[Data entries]
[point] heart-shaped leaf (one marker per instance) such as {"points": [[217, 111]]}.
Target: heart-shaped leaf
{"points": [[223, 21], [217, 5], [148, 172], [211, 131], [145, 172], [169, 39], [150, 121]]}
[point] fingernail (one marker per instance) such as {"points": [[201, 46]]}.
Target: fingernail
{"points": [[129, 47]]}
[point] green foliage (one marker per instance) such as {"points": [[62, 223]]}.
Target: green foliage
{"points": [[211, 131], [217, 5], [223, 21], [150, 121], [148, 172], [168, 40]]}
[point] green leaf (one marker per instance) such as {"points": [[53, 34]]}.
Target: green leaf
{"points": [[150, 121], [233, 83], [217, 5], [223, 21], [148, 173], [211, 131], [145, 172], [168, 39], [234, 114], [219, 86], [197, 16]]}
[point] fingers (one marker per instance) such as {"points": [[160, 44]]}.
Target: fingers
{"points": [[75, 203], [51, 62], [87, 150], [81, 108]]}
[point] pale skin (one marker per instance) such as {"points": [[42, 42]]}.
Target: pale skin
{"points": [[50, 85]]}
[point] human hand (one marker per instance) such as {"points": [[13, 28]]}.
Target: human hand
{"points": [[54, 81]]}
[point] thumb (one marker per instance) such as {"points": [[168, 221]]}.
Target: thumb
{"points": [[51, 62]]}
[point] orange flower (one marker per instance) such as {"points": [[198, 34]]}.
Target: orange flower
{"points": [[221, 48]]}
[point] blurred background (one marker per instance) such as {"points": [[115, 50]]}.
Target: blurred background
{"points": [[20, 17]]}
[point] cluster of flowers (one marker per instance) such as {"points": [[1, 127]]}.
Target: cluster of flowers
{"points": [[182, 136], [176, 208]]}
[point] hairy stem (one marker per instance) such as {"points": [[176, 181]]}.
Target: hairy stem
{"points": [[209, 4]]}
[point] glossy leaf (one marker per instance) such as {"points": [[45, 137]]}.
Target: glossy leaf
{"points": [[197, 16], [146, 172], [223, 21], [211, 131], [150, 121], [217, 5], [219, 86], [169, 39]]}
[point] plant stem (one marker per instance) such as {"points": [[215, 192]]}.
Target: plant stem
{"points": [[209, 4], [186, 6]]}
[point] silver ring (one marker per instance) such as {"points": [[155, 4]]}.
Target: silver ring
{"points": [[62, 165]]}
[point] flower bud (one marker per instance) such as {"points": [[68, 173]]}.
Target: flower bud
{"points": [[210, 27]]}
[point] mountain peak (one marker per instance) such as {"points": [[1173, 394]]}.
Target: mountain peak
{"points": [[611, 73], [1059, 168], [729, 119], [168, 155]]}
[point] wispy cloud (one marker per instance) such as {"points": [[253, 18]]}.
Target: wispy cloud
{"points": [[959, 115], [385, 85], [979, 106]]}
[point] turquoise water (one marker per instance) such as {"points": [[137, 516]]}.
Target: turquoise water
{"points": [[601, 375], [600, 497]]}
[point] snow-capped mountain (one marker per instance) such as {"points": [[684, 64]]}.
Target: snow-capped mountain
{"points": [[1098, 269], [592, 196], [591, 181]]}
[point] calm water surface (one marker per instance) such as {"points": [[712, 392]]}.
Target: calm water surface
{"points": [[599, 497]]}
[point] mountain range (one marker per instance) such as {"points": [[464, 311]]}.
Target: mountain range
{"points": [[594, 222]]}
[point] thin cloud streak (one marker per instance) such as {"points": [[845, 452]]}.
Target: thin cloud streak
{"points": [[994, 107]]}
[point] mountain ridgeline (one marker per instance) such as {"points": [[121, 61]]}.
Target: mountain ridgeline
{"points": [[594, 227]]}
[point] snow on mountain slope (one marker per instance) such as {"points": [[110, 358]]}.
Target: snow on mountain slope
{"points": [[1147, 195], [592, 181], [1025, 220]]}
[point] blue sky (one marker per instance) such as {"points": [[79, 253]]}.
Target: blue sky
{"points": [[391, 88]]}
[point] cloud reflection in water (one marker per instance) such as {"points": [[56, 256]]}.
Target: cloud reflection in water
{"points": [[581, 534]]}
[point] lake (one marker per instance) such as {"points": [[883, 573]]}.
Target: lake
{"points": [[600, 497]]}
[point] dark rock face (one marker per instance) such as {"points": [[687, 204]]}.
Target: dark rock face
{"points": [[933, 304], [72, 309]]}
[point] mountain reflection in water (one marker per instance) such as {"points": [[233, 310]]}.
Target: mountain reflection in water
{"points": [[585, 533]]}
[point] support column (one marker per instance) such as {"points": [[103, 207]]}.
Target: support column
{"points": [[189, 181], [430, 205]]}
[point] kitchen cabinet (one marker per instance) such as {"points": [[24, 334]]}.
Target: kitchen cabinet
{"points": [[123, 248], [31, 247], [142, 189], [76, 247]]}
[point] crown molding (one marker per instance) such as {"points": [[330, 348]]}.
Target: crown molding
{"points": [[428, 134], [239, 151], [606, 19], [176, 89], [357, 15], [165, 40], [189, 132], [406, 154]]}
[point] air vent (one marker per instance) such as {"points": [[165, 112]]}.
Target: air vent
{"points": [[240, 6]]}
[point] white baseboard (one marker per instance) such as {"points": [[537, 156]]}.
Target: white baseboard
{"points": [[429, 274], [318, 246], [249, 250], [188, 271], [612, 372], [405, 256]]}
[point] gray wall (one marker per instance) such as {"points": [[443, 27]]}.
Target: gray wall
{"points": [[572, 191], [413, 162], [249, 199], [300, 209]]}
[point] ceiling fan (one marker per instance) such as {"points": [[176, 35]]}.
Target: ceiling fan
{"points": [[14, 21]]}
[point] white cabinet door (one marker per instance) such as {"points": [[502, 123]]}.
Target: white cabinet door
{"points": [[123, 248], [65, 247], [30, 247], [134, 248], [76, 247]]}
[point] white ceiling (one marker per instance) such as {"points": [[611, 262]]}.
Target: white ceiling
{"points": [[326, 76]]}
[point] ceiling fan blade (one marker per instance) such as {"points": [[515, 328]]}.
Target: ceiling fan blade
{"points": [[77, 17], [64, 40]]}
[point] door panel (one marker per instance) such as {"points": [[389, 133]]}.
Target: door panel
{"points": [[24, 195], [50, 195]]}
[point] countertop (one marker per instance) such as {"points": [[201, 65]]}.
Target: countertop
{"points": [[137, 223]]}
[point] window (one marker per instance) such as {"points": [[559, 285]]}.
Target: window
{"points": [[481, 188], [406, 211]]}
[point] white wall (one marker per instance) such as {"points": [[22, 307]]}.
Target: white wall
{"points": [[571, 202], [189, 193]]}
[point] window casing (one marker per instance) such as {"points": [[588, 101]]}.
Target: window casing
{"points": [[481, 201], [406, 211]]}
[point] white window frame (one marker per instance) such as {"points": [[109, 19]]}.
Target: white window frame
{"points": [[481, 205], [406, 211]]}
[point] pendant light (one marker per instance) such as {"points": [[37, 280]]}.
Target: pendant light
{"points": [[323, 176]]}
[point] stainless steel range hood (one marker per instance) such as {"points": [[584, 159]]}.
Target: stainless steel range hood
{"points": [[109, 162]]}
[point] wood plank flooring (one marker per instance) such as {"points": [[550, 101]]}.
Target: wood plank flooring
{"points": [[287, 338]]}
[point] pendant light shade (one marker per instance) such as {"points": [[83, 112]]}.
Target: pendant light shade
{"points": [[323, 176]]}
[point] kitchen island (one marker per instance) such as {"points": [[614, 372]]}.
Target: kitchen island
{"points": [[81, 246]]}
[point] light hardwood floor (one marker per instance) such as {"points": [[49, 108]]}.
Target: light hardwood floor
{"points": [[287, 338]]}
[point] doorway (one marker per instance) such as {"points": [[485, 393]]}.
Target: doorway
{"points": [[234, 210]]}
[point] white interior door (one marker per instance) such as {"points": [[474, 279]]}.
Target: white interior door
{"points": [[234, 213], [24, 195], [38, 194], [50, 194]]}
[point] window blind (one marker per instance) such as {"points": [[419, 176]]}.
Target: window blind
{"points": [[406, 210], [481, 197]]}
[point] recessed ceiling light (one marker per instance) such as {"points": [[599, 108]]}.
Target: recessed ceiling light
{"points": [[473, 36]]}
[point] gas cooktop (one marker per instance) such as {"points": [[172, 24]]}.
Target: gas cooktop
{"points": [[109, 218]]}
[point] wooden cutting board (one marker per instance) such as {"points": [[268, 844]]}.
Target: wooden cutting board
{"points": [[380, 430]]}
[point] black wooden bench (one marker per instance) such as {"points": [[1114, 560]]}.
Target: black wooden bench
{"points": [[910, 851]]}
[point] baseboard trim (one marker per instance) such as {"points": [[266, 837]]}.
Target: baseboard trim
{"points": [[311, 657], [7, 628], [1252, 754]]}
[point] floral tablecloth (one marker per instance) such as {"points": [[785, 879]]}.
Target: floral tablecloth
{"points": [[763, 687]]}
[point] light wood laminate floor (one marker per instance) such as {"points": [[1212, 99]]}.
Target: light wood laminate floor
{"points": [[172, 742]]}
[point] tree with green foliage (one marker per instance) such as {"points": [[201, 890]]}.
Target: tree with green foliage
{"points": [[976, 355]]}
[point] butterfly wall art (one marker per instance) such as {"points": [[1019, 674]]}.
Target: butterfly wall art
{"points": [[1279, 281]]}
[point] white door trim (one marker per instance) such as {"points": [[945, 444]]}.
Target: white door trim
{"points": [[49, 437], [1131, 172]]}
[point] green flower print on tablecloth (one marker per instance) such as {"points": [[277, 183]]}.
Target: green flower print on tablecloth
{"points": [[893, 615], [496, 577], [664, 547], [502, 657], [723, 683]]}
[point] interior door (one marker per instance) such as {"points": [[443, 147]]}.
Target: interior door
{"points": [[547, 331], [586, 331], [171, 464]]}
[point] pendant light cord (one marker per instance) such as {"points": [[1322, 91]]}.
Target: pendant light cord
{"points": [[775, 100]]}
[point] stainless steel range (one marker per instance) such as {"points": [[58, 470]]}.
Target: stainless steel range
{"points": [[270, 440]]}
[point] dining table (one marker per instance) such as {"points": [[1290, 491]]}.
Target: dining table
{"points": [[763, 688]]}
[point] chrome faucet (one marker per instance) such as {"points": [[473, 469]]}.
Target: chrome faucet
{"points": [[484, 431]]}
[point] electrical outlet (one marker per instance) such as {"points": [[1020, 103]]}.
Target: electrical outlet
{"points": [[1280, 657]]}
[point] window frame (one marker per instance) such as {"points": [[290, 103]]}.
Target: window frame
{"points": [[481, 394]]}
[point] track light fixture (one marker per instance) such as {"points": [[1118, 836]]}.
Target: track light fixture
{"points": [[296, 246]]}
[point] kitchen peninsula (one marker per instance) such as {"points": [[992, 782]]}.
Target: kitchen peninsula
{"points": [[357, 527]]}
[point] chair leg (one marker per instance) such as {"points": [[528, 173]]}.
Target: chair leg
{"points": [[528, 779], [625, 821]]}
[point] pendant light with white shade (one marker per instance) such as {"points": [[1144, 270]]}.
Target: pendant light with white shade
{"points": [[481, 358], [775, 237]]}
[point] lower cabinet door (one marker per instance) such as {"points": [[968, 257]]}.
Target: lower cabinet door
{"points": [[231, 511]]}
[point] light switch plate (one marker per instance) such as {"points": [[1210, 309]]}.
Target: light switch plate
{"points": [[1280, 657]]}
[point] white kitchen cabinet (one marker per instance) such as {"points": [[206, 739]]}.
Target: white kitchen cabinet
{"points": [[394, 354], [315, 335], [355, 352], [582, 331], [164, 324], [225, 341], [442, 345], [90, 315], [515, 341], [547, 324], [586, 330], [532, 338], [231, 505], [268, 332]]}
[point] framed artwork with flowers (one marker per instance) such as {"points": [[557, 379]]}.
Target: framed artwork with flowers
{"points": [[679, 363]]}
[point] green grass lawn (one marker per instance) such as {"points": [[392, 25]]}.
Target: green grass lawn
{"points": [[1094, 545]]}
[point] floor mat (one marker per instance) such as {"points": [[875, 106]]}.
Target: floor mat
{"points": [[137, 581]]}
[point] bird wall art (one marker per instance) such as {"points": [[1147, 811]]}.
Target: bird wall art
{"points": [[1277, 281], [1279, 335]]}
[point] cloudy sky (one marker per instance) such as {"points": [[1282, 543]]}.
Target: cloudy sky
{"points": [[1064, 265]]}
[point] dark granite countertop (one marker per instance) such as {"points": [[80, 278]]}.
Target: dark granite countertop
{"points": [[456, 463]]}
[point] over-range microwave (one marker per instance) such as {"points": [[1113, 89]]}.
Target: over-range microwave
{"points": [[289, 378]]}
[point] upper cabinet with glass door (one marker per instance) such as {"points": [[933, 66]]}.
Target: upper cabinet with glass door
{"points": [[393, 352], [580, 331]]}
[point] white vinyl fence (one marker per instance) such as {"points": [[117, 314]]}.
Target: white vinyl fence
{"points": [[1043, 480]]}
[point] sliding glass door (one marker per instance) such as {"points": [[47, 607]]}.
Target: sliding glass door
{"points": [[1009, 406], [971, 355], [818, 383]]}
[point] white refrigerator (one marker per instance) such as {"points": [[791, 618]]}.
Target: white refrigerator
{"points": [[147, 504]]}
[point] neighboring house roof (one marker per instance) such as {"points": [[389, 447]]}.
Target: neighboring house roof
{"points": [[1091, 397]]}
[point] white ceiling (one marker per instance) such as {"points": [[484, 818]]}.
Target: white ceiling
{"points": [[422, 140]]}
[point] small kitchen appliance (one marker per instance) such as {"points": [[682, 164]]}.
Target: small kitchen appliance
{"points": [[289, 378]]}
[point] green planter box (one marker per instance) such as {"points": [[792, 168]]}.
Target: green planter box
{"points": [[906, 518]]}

▸ **WHAT YOU NEED TO DO**
In the records above, return only the line that contains "[point] small kitchen" and every line after it through the last, exactly as they appear.

▸ **OUTPUT FOR THIS EXERCISE**
[point] small kitchen appliance (one marker per instance) such as {"points": [[682, 164]]}.
Target: small kitchen appliance
{"points": [[289, 378]]}
[point] green planter box (one marker per instance) such as {"points": [[792, 168]]}.
Target: green planter box
{"points": [[906, 518]]}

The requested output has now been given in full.